■ **What the exercise asks**
Rewrite everything from the line containing "Q: Where is a point on each instance of the vertical" down to the end of the listing, changing "blurred background" to "soft-focus background" and keeping every other word the same.

■ **Dataset records**
======

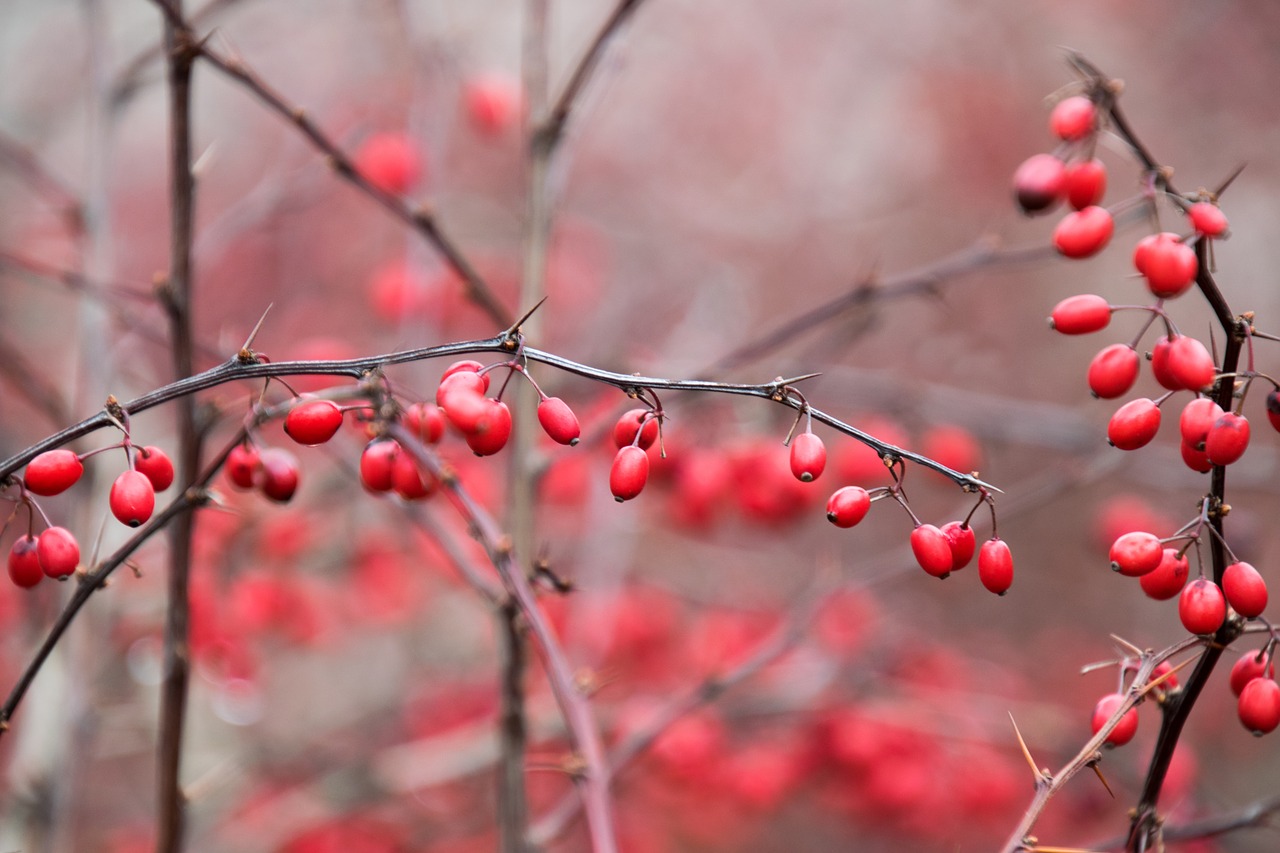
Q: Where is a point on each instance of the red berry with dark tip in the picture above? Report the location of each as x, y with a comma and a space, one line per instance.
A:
58, 552
808, 457
932, 550
314, 422
132, 498
1080, 314
1202, 607
1134, 424
848, 506
1083, 233
1244, 588
53, 471
558, 420
24, 568
156, 466
629, 473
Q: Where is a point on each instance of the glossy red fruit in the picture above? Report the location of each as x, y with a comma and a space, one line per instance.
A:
53, 471
58, 552
1134, 424
496, 433
242, 465
1252, 665
278, 474
629, 473
425, 422
1080, 314
932, 550
1260, 706
378, 464
1168, 578
1114, 370
625, 430
1086, 183
1198, 416
314, 422
1125, 729
1274, 409
808, 457
963, 543
1136, 553
1189, 364
558, 420
1040, 183
1201, 606
1244, 588
24, 562
1207, 219
411, 482
391, 162
155, 465
1166, 263
848, 506
996, 566
1073, 118
1083, 232
1228, 438
132, 498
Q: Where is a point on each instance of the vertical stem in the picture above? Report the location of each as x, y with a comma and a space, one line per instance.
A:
177, 302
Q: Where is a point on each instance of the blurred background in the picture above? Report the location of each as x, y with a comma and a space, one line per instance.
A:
730, 167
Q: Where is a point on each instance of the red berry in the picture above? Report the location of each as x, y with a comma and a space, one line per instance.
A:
1114, 370
1207, 219
996, 566
53, 471
425, 422
1196, 420
1189, 364
1168, 578
1040, 183
1168, 264
410, 480
808, 457
848, 506
378, 463
1134, 424
242, 465
314, 422
1244, 588
156, 466
1202, 607
1080, 314
932, 550
1125, 729
1136, 553
1073, 118
629, 473
391, 162
132, 498
278, 474
558, 420
961, 541
1083, 232
1086, 183
1228, 438
1260, 706
58, 552
24, 568
496, 433
1253, 665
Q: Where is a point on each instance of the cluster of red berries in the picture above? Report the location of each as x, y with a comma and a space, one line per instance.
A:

======

■ **Solution for this problem**
Q: Where is a point on each instance of the vertical stem in the picture above? Report the location of each as x, y with a comma and a space, one line per instance.
A:
177, 302
Q: Where is a point on each instance of the soft-focus background in the picture above? Report the location of each as x, y with a comma and a space, one line per instance.
A:
730, 167
Q: Where is a point on each instance of the red berry in the picture above? Report the location of each as x, y with a comma and a space, one line per instance.
A:
1114, 370
1207, 219
996, 566
53, 471
425, 422
1196, 420
1189, 364
1168, 578
1040, 183
1168, 264
410, 480
808, 457
848, 506
378, 463
1134, 424
242, 465
314, 422
1244, 588
156, 466
1202, 607
1080, 314
932, 550
1125, 729
1136, 553
1073, 118
629, 473
391, 162
132, 498
278, 474
558, 420
961, 541
1083, 232
1086, 183
1228, 438
1260, 706
58, 552
24, 568
496, 433
1253, 665
Q: Where is a point on each instance of the cluster of red berries in the picture above? Report the location of each as x, y with a comma and a space, one line per instance.
A:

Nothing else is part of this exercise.